President-elect Joe Biden, inheriting responsibility for a pandemic that is unchecked and worsening after nearly a year, has outlined his plan to throw the weight of the federal government behind getting Americans vaccinated against the Coronavirus (COVID-19).
Biden, in a speech in Wilmington, Delaware, five days before his inauguration, described a sweeping initiative that includes funding for community vaccination centers and other ways to expand access to shots, invoking the Defense Production Act to increase manufacturing of vaccines and supplies.
The all-out federal effort is a departure from the Trump administration’s mostly hands-off approach, which has left it to states and localities to decide how to allocate and administer the vaccines, just as it shirked responsibility for testing Americans for the coronavirus.
“The vaccine rollout in the United States has been a dismal failure so far.
“You have my word: We will manage the hell out of this operation,” Biden said.
President Donald Trump has bequeathed Biden a public health crisis that has been getting worse, with little attention for months from the White House.
Combating the pandemic is Biden’s top priority once he is sworn in on Wednesday, and he sees ending the virus’ spread as a prerequisite for reviving the economy.

• **What to work on**
1. According to the passage on Biden's vaccine plan, in what city did Biden give his speech?
2. Update the part of the passage on Biden's vaccine plan that opens with "Biden, in a" and closes with "for the coronavirus.", changing "community vaccination centers" to "mobile vaccination clinics".

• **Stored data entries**

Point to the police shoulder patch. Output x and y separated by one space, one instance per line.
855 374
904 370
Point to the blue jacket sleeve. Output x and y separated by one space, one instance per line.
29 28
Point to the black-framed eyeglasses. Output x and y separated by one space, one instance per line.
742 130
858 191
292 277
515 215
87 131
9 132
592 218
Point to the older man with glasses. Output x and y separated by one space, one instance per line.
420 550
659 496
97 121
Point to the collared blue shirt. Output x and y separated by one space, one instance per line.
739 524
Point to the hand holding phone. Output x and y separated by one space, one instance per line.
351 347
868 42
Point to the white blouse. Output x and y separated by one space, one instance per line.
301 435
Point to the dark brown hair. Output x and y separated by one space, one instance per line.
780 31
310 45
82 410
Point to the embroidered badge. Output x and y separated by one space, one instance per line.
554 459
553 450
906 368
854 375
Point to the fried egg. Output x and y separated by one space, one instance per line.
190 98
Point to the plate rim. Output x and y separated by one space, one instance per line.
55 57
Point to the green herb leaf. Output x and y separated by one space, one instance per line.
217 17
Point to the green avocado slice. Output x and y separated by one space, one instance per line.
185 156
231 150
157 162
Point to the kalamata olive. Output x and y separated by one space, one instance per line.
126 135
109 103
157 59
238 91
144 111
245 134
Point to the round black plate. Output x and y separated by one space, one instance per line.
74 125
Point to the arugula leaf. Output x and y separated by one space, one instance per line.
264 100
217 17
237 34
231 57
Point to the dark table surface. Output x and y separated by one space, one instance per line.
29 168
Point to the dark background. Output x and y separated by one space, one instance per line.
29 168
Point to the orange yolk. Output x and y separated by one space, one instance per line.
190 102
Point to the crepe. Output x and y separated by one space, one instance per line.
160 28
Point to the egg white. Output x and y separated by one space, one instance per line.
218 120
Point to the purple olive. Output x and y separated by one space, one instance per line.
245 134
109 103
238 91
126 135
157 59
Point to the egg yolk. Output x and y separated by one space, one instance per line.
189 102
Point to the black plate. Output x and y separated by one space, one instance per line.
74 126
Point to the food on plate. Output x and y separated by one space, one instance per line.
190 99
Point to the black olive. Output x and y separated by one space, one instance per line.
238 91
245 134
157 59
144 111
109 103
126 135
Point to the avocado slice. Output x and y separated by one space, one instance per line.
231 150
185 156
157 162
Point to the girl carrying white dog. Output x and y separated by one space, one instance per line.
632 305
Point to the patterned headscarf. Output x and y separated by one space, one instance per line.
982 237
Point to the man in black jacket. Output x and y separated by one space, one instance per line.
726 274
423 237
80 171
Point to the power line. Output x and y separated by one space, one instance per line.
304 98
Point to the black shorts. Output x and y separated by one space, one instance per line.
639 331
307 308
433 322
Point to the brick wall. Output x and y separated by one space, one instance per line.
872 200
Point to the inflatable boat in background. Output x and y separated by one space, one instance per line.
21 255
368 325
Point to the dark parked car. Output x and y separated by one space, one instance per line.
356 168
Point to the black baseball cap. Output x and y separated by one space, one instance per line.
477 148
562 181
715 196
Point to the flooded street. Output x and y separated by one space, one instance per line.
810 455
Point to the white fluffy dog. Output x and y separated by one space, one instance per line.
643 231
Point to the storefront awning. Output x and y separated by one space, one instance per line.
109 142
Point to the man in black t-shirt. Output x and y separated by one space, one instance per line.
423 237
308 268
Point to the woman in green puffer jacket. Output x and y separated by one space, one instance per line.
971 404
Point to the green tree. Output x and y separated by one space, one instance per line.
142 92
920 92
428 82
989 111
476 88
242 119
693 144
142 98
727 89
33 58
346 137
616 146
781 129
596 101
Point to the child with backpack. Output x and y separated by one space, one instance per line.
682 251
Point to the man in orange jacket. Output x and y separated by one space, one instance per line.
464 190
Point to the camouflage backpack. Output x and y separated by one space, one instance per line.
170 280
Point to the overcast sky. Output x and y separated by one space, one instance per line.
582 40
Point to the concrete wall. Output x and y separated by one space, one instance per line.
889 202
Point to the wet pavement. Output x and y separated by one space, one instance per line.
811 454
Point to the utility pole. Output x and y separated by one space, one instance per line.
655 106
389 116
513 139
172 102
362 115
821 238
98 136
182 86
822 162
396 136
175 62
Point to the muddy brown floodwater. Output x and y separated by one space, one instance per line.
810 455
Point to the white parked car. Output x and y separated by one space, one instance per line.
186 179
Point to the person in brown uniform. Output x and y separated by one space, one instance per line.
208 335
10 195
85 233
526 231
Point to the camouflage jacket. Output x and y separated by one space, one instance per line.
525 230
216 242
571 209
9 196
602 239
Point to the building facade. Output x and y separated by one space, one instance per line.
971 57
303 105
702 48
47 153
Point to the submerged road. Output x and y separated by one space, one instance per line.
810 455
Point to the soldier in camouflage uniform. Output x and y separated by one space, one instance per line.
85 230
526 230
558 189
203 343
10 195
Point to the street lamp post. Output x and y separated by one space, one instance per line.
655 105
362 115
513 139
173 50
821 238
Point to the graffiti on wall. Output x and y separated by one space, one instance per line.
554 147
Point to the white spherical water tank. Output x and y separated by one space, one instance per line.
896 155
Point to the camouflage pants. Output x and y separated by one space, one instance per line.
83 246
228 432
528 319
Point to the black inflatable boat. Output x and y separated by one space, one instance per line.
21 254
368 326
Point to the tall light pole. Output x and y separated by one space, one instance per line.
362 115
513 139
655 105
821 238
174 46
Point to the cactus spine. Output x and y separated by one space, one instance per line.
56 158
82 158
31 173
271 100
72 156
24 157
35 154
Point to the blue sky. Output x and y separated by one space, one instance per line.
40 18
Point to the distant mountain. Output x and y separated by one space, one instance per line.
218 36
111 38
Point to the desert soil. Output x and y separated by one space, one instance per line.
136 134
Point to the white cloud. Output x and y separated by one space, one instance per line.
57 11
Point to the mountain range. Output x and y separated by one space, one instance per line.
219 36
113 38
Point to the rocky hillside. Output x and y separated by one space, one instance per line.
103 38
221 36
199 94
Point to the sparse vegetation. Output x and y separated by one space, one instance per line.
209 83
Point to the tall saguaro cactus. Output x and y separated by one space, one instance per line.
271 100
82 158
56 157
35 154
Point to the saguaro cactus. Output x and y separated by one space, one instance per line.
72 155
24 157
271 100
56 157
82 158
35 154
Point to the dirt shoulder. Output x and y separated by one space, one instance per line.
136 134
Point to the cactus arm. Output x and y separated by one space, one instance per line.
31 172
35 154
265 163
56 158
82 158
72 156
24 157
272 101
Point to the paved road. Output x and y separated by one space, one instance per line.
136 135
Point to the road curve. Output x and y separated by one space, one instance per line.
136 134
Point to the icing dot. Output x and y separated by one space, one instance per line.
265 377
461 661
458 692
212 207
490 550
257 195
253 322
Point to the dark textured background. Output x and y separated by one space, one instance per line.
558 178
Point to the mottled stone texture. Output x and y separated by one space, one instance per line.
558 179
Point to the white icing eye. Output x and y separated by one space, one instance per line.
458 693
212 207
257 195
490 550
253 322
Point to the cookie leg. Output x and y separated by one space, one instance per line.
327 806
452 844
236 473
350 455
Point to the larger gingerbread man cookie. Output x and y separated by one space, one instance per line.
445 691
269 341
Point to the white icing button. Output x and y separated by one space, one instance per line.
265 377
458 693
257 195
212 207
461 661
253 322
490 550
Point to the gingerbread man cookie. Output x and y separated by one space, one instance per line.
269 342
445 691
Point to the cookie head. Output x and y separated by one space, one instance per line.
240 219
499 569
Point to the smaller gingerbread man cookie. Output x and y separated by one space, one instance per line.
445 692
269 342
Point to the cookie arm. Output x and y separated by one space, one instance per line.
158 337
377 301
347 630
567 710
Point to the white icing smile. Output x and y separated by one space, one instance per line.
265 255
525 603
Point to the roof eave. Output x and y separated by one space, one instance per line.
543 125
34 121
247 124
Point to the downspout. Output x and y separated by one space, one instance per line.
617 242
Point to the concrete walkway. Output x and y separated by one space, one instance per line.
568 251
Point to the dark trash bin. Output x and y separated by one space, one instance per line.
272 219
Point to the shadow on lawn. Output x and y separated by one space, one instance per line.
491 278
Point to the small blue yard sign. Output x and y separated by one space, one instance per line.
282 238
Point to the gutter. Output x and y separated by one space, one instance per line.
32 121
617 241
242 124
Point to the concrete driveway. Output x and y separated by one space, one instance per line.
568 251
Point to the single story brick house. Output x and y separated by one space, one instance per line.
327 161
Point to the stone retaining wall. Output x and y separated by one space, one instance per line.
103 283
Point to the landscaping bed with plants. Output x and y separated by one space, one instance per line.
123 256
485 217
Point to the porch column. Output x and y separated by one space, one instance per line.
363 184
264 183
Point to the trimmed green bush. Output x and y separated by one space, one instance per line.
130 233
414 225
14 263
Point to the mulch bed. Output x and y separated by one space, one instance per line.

• **Solutions to the problems**
1. Wilmington, Delaware.

2.
Biden, in a speech in Wilmington, Delaware, five days before his inauguration, described a sweeping initiative that includes funding for mobile vaccination clinics and other ways to expand access to shots, invoking the Defense Production Act to increase manufacturing of vaccines and supplies.
The all-out federal effort is a departure from the Trump administration’s mostly hands-off approach, which has left it to states and localities to decide how to allocate and administer the vaccines, just as it shirked responsibility for testing Americans for the coronavirus.